::: RECORD EXTRACTS

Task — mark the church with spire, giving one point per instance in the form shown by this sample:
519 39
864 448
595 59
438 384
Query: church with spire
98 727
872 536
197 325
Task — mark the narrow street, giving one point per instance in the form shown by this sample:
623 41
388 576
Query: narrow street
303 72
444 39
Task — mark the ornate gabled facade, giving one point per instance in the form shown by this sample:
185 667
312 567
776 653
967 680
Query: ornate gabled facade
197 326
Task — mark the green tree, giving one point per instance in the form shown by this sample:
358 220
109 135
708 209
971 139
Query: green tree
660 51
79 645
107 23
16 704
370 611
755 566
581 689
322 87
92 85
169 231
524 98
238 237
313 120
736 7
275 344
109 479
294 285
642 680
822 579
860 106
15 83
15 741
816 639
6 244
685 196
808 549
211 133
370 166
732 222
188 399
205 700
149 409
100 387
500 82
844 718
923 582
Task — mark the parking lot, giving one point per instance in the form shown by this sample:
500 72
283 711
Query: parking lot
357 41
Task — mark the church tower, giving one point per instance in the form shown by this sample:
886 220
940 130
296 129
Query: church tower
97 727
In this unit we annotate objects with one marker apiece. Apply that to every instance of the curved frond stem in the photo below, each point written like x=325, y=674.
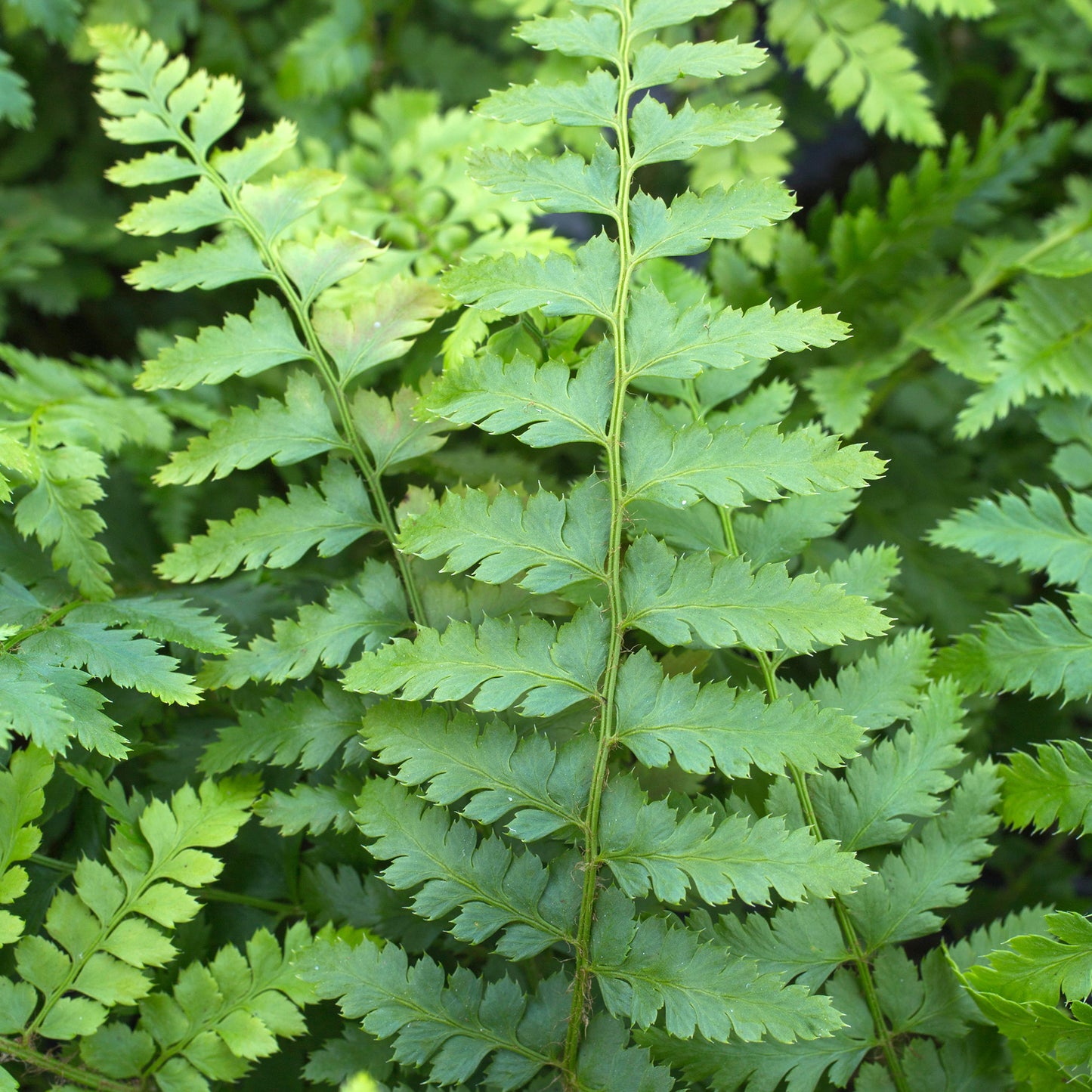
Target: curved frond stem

::::::

**ACTIVITY**
With the pictures set aside, repeat every entry above exactly.

**ANSWER SECTION**
Task — mark the church with spire, giving one point per instance in the form shown by this sample:
519 39
864 448
595 59
438 384
Query: church with spire
98 727
872 536
197 325
Task — mark the narrow street, giving one point per instance in the form shown by this sample:
623 41
388 576
Query: narrow street
303 72
444 39
Task — mark the ornate gabled facade, giving one point per instance in the form shown by this sample:
185 667
312 567
776 653
967 680
Query: ornate gabled facade
197 326
Task — mark the green tree, giving one point per instance in the form shown by this sample:
358 220
109 135
708 209
971 139
Query: green tree
660 51
79 645
107 23
16 704
370 611
755 566
581 689
322 87
92 85
169 231
524 98
238 237
313 120
736 7
275 344
109 479
294 285
642 680
822 579
860 106
15 83
15 741
816 639
6 244
685 196
808 549
211 133
370 166
732 222
188 399
205 700
149 409
100 387
500 82
844 718
923 582
Task — mark the parking lot, giving one point per instance in the form shown by this sample:
500 72
283 711
Query: parking lot
357 41
Task — mark the church tower, giving one point per instance in the form shown by this sample:
886 220
940 130
296 129
Query: church tower
97 727
In this unit we annotate objects with one marker apiece. Apply that to every instance of the curved frond stem in the photo below, each point written like x=325, y=674.
Target: curved frond stem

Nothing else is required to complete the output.